水沼貴史のNice Middle!BACK NUMBER
「上手い選手と出会える大会」「ワーキャー言われましたよ(笑)」水沼貴史が“選手権こそ原点”と語る理由《高1で全国制覇》
text by
水沼貴史Takashi Mizunuma
photograph byShinichi Yamada/AFLO
posted2021/12/27 17:06
高校サッカー選手権に出場した当時の浦和南・水沼貴史
私が日本代表としてプレーできたのも、こうしたいろんな人との出会いがあったから。自分を成長させてくれる出会いは、単に求めているだけでは手にできない。「選手権」という明確な目標があり、そこを目指したからこそ、知らない世界や才能に触れることができた。そしてまたそこで得た刺激を糧に、さらに上を目指す。その最初のステップが高校サッカーであり、選手権だったんです。
『ふり向くな君は美しい』を聴くと、今でも
『ふり向くな君は美しい』を聴くと、今でも当時の記憶が蘇ります。選手権しかない独特の雰囲気や匂い。国立だけじゃなく、1、2回戦でよく使用した大宮サッカー場(現NACK5スタジアム)の景色も思い出します。サッカー専用スタジアムでやれるのは本当に嬉しかったですね。まぁ、芝生は緑じゃなかったですけど(笑)。夢中になれたこと、成長させてくれる人との出会い……それを与えてくれた選手権は、私の中で原点だと思っています。

___

_やること 1_
下のエントリのうち、「the brown wooden」を含む行からエントリの最後の行までを、一字も変えずにそのまま書き出してください。

_渡すデータ_

___

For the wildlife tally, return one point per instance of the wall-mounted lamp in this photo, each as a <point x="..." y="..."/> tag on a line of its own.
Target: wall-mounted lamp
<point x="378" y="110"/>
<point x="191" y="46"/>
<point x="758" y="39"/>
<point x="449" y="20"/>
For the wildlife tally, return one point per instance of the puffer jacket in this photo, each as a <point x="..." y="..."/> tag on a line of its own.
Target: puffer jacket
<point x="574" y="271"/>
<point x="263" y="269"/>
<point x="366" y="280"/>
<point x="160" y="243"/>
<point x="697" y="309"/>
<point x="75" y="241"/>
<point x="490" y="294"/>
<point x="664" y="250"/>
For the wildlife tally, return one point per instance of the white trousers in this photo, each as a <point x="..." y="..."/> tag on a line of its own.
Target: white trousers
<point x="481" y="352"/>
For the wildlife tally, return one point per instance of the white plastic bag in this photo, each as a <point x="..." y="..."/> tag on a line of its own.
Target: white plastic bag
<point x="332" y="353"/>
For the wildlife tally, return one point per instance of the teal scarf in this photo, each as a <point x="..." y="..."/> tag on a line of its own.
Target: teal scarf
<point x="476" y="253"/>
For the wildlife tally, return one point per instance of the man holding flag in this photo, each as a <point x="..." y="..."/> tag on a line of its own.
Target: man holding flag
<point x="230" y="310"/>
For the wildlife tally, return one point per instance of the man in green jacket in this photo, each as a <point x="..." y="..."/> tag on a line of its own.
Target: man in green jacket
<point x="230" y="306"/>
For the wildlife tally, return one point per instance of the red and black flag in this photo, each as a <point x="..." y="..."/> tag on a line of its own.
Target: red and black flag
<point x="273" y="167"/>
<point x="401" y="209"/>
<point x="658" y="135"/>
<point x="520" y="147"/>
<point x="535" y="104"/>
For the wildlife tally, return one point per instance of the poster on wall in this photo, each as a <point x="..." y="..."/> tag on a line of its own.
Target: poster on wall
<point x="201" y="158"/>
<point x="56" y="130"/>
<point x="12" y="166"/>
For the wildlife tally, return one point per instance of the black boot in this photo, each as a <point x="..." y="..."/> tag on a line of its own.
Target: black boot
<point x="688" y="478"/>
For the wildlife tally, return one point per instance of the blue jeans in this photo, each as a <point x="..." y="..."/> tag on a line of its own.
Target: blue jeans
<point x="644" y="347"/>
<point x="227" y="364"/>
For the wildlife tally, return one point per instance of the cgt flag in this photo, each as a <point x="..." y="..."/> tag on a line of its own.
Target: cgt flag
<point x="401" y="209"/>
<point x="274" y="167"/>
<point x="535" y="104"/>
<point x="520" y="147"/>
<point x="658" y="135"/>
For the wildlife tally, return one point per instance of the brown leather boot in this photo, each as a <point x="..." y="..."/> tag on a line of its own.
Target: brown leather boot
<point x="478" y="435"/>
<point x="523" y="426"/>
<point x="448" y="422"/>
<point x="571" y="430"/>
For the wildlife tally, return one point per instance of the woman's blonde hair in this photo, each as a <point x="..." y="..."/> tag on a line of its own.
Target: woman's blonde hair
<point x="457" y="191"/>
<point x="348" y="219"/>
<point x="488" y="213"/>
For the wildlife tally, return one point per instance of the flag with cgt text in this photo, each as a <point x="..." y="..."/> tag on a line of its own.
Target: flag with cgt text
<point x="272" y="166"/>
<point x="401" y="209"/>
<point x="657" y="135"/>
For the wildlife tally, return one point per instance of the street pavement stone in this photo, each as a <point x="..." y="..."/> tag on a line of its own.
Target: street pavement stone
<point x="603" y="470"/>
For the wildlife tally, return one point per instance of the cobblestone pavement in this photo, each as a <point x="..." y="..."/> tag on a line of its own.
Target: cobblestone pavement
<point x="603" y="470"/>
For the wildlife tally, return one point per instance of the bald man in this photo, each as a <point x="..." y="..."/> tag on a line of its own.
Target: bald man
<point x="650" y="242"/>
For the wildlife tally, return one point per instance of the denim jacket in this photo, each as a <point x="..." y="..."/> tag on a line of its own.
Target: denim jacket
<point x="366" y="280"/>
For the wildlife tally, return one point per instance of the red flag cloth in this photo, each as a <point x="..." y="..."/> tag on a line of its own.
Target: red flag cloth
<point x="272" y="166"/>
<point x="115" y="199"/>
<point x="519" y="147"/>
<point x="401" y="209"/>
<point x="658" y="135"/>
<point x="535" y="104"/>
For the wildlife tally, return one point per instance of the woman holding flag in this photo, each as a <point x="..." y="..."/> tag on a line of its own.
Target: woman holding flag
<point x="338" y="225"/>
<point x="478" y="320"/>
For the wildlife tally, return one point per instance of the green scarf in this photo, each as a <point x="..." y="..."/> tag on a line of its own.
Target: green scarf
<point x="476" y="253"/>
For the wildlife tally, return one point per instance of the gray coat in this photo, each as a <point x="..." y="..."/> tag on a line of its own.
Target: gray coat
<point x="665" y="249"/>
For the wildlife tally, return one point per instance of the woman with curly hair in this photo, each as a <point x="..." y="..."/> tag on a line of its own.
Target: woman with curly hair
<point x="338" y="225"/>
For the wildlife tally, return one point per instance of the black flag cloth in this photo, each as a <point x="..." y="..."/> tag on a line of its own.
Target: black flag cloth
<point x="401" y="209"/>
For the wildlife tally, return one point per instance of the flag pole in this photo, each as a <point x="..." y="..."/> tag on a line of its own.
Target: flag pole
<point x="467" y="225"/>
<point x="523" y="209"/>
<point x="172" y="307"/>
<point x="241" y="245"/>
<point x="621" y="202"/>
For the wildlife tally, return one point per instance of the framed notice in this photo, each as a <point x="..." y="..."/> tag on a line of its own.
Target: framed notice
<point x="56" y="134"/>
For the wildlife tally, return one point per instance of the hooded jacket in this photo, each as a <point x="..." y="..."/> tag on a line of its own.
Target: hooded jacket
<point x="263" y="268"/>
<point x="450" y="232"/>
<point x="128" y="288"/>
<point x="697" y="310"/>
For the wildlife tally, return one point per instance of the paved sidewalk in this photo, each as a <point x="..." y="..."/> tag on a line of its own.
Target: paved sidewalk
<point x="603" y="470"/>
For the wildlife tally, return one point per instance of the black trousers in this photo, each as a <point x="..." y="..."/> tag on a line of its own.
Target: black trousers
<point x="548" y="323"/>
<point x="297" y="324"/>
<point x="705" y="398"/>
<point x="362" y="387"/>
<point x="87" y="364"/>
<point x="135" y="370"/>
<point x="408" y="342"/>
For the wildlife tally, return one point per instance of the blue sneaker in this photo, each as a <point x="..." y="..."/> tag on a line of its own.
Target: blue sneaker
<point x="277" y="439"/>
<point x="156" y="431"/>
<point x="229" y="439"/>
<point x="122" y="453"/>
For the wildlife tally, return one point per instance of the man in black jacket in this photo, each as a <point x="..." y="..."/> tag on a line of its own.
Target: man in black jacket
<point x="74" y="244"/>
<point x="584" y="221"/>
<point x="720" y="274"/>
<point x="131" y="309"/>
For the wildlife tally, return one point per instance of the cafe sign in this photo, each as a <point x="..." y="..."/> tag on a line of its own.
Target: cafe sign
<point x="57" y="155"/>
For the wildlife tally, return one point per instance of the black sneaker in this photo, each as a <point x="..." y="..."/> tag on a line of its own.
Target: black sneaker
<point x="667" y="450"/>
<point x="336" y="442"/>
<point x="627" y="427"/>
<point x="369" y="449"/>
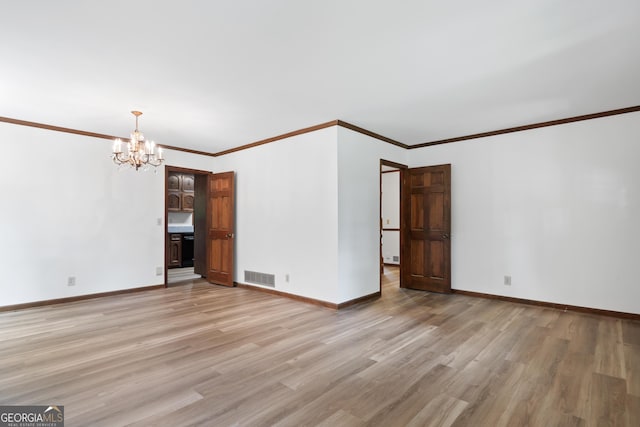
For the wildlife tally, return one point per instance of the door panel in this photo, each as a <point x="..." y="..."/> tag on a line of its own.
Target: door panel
<point x="220" y="224"/>
<point x="428" y="226"/>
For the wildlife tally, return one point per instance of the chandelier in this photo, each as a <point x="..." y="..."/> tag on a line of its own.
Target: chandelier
<point x="139" y="152"/>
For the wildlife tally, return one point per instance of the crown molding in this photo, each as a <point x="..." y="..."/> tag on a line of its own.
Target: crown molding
<point x="530" y="126"/>
<point x="340" y="123"/>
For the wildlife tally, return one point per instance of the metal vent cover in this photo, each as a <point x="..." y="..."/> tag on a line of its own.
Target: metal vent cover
<point x="264" y="279"/>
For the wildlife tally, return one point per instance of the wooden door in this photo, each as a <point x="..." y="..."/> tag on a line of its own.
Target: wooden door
<point x="220" y="228"/>
<point x="426" y="249"/>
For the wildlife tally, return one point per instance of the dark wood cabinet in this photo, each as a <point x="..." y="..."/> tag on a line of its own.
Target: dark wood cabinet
<point x="173" y="183"/>
<point x="174" y="201"/>
<point x="187" y="202"/>
<point x="175" y="250"/>
<point x="181" y="192"/>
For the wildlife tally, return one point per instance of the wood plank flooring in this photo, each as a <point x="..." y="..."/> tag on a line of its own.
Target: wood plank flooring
<point x="199" y="355"/>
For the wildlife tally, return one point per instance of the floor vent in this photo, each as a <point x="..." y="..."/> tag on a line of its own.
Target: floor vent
<point x="260" y="278"/>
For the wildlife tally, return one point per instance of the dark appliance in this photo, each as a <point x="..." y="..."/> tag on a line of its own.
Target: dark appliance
<point x="187" y="249"/>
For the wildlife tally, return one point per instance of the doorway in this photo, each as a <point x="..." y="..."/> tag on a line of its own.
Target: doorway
<point x="185" y="220"/>
<point x="391" y="174"/>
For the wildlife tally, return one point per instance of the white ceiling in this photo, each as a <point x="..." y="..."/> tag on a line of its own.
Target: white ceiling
<point x="212" y="75"/>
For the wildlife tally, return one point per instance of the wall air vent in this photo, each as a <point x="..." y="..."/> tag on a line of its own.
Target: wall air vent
<point x="263" y="279"/>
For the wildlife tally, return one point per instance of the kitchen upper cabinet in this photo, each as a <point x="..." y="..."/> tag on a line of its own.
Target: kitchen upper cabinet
<point x="174" y="182"/>
<point x="188" y="183"/>
<point x="187" y="202"/>
<point x="174" y="201"/>
<point x="181" y="193"/>
<point x="175" y="250"/>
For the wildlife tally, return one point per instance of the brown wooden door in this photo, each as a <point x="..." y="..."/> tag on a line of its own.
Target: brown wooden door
<point x="426" y="247"/>
<point x="220" y="228"/>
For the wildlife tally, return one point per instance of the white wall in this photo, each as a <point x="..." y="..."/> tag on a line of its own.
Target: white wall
<point x="287" y="212"/>
<point x="359" y="211"/>
<point x="68" y="211"/>
<point x="556" y="208"/>
<point x="391" y="216"/>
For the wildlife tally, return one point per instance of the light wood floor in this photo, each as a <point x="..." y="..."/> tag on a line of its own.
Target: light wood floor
<point x="178" y="275"/>
<point x="205" y="355"/>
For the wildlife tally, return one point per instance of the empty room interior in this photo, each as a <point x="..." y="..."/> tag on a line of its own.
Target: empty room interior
<point x="338" y="213"/>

___

_やること 2_
記事について答えてください。
(a) 記事が投稿された日時はいつですか。
(b) 1、2回戦でよく使ったサッカー場はどこですか。
(c) 高校サッカー選手権に出場した当時、水沼貴史はどこの高校にいましたか。

_正しい出力 1_
For the wildlife tally, return one point per instance of the brown wooden door in this photo, each as a <point x="..." y="..."/> tag on a line of its own.
Target: brown wooden door
<point x="426" y="247"/>
<point x="220" y="228"/>
For the wildlife tally, return one point per instance of the white wall in this photo, each as a <point x="..." y="..."/> tag on a line of its own.
Target: white wall
<point x="287" y="212"/>
<point x="359" y="211"/>
<point x="68" y="211"/>
<point x="556" y="208"/>
<point x="391" y="216"/>
For the wildlife tally, return one point per instance of the light wood floor in this photo, each as a <point x="..." y="..."/> tag on a line of its own.
Target: light wood floor
<point x="178" y="275"/>
<point x="205" y="355"/>
For the wildlife tally, return one point per instance of the empty room interior in this photo, each as a <point x="..." y="..."/> tag on a line of its own.
Target: empty room interior
<point x="338" y="213"/>

_正しい出力 2_
(a) 2021/12/27 17:06
(b) 大宮サッカー場(現NACK5スタジアム)
(c) 浦和南